- What you have to do: Look below for the line with "Class, indicate each instance of the yellow", then give it again exactly, along with every line that comes after it, the final line included.

- Data for this task:
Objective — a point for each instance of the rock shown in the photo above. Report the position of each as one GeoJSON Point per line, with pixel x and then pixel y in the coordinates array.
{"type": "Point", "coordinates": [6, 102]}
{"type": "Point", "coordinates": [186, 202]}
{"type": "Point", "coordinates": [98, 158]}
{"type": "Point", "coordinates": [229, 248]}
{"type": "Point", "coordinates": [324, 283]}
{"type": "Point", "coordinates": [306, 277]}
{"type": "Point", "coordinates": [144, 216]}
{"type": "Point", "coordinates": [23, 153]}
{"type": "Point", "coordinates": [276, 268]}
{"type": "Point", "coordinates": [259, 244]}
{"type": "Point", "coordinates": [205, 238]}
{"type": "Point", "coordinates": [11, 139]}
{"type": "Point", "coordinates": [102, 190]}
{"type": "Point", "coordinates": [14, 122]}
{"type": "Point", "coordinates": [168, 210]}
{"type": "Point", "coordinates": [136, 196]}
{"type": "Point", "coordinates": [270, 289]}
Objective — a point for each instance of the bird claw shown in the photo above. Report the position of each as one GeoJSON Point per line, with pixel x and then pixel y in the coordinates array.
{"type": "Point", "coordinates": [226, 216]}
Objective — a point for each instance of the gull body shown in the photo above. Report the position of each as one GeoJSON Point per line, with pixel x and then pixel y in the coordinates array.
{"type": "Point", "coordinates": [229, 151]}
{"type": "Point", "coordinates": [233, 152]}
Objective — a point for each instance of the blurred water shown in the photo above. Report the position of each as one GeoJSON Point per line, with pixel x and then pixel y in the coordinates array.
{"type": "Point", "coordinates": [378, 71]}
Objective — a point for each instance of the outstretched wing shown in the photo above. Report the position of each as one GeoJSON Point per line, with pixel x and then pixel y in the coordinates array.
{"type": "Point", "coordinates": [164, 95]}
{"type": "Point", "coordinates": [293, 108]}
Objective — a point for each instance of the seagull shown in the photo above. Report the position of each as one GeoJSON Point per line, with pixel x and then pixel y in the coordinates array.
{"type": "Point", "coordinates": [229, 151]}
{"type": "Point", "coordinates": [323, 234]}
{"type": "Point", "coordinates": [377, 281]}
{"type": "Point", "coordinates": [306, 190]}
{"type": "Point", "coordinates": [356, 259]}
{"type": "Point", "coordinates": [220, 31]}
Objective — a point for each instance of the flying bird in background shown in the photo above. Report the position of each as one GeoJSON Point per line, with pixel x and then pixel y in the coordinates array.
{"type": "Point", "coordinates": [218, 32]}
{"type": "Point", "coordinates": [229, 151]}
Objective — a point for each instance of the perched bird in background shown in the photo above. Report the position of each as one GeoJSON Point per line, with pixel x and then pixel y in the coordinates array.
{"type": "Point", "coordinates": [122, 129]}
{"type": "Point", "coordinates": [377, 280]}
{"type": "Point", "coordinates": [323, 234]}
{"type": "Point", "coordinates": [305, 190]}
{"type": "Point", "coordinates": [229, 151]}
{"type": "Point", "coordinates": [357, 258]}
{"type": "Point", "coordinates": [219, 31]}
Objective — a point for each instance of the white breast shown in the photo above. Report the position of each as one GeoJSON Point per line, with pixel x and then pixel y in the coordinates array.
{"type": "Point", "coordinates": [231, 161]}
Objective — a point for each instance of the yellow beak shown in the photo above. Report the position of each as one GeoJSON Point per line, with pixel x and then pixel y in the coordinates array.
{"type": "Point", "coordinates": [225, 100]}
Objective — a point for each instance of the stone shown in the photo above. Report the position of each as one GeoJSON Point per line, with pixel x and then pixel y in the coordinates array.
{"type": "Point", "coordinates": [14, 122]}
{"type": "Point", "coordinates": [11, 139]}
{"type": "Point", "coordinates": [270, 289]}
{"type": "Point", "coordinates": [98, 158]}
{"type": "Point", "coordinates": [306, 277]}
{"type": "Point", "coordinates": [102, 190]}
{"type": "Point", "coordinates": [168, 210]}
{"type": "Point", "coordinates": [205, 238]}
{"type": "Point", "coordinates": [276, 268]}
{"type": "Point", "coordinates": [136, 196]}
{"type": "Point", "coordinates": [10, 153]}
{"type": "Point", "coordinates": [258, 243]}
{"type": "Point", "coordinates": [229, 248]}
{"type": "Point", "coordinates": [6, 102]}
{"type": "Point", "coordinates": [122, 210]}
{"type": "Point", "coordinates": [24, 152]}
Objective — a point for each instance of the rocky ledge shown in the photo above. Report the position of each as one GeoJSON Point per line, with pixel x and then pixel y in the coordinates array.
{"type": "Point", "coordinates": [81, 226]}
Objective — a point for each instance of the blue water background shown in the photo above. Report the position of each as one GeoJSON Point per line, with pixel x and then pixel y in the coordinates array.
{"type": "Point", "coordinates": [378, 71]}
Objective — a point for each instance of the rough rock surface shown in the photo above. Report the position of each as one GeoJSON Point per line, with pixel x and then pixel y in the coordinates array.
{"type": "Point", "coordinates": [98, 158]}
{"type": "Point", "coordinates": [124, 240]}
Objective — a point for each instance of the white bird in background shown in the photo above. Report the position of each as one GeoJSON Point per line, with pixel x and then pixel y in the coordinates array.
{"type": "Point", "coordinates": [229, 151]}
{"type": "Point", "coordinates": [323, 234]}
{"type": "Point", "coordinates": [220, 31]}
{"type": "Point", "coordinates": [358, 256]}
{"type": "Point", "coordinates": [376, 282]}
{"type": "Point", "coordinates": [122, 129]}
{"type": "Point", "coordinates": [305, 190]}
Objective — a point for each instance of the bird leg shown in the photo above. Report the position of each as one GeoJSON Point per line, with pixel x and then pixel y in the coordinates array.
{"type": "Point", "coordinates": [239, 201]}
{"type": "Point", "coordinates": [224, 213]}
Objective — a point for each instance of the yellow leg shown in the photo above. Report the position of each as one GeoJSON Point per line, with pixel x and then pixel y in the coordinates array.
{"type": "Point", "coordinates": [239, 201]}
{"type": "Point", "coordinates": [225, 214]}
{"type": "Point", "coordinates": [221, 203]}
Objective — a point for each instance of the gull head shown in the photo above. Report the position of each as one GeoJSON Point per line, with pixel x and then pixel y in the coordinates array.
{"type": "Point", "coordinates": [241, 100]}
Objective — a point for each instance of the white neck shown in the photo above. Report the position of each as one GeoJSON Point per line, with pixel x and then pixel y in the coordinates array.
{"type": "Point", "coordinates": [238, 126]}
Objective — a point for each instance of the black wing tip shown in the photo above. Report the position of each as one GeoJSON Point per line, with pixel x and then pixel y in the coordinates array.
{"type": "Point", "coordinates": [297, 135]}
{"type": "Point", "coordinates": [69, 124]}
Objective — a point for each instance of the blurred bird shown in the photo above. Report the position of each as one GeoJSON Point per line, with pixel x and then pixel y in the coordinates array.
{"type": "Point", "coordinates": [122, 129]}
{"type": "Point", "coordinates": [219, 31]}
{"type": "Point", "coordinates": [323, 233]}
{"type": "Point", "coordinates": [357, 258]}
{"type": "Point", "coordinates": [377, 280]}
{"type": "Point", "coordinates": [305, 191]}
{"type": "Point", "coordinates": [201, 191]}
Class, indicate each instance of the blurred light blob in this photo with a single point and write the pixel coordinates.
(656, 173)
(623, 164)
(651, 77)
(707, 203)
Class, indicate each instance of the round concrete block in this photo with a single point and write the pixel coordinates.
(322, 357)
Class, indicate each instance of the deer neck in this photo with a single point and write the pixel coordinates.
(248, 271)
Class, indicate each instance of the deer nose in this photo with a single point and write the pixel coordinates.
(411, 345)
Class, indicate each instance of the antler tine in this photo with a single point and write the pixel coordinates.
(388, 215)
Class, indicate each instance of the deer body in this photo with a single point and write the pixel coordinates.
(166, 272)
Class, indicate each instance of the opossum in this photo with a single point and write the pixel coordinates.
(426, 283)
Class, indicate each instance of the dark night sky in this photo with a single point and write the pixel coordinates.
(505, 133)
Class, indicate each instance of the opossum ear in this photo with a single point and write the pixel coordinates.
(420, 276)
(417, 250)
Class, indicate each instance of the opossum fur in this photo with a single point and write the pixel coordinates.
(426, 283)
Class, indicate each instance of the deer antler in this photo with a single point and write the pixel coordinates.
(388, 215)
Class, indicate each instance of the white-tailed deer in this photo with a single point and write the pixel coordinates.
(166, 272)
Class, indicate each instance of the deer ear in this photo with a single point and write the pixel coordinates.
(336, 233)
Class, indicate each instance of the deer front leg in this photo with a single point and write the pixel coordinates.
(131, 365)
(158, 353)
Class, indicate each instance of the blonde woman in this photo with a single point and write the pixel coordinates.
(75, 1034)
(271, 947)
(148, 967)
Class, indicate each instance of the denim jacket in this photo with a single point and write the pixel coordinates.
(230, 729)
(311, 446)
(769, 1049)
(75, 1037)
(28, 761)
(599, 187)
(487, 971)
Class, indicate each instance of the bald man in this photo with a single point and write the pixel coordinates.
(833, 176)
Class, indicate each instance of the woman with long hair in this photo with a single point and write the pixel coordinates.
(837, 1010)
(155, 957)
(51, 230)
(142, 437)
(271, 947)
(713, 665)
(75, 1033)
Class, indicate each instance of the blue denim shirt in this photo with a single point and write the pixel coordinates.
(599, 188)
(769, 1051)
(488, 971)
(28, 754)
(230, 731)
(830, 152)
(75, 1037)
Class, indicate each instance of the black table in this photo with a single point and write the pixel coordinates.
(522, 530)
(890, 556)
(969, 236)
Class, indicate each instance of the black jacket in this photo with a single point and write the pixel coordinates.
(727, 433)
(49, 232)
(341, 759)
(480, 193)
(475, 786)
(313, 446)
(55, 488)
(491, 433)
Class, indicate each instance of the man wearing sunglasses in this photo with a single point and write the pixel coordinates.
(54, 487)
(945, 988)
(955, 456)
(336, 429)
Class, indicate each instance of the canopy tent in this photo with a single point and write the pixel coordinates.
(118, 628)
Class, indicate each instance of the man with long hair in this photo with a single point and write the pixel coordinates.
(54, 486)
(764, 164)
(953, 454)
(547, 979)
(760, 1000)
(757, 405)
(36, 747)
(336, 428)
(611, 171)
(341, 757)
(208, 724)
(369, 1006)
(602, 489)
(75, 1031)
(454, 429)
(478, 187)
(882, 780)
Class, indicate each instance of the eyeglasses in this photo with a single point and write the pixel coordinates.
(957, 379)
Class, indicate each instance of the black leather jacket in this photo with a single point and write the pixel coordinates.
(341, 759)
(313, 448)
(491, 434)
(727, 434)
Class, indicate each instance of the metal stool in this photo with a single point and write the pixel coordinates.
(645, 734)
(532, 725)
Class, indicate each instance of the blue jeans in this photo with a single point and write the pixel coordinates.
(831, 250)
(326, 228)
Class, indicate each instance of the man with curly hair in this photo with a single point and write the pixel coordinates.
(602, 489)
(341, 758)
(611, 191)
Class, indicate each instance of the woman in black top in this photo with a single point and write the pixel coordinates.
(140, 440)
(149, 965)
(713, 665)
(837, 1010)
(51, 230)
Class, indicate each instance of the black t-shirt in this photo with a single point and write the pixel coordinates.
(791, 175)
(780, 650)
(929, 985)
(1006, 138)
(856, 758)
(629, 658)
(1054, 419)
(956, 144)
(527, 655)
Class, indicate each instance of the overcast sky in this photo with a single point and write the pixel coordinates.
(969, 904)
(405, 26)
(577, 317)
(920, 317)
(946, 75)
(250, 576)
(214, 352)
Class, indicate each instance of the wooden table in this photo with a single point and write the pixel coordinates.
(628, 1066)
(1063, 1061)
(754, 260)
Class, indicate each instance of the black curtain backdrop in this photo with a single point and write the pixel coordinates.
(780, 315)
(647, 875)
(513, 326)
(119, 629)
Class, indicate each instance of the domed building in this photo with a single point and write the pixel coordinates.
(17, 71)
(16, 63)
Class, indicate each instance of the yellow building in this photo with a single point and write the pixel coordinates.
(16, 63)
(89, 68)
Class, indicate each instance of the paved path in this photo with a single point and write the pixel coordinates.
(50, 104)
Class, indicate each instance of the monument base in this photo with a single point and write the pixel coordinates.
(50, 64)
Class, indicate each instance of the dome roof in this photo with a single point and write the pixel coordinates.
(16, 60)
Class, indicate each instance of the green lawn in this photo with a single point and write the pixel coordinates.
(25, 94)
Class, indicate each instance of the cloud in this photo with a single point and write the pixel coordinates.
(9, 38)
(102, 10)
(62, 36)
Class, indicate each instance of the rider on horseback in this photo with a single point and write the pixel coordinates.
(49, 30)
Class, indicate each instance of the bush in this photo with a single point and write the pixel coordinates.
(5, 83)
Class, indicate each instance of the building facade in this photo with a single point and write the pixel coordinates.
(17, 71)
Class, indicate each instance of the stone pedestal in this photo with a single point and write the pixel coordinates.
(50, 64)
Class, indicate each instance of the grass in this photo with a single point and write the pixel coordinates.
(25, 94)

- Result:
Class, indicate each instance of the yellow building in this photo with a single point and write the pixel coordinates.
(16, 63)
(89, 68)
Class, indicate each instance of the paved path in this photo with a single point and write the pixel coordinates.
(50, 104)
Class, indicate each instance of the monument base in this photo with a single point and write the pixel coordinates.
(50, 64)
Class, indicate each instance of the dome roof in this photo with a single point and write the pixel coordinates.
(16, 60)
Class, indicate each instance of the green lawn in this photo with a single point and write the pixel coordinates.
(25, 94)
Class, indicate each instance of the cloud in this photo with a single point and write the pixel coordinates.
(9, 38)
(102, 10)
(62, 36)
Class, indicate each instance of the rider on horseback in this photo with a single point and write the pixel coordinates.
(49, 30)
Class, indicate each instance of the bush in this photo with a single point and write the pixel coordinates.
(5, 83)
Class, indicate each instance of the building facade in this photo with a single point and write the pixel coordinates.
(17, 71)
Class, indicate each instance of the stone pedestal in this photo with a single point and write the pixel coordinates.
(50, 64)
Class, indicate each instance of the grass in this photo with a single point and write the pixel coordinates.
(25, 94)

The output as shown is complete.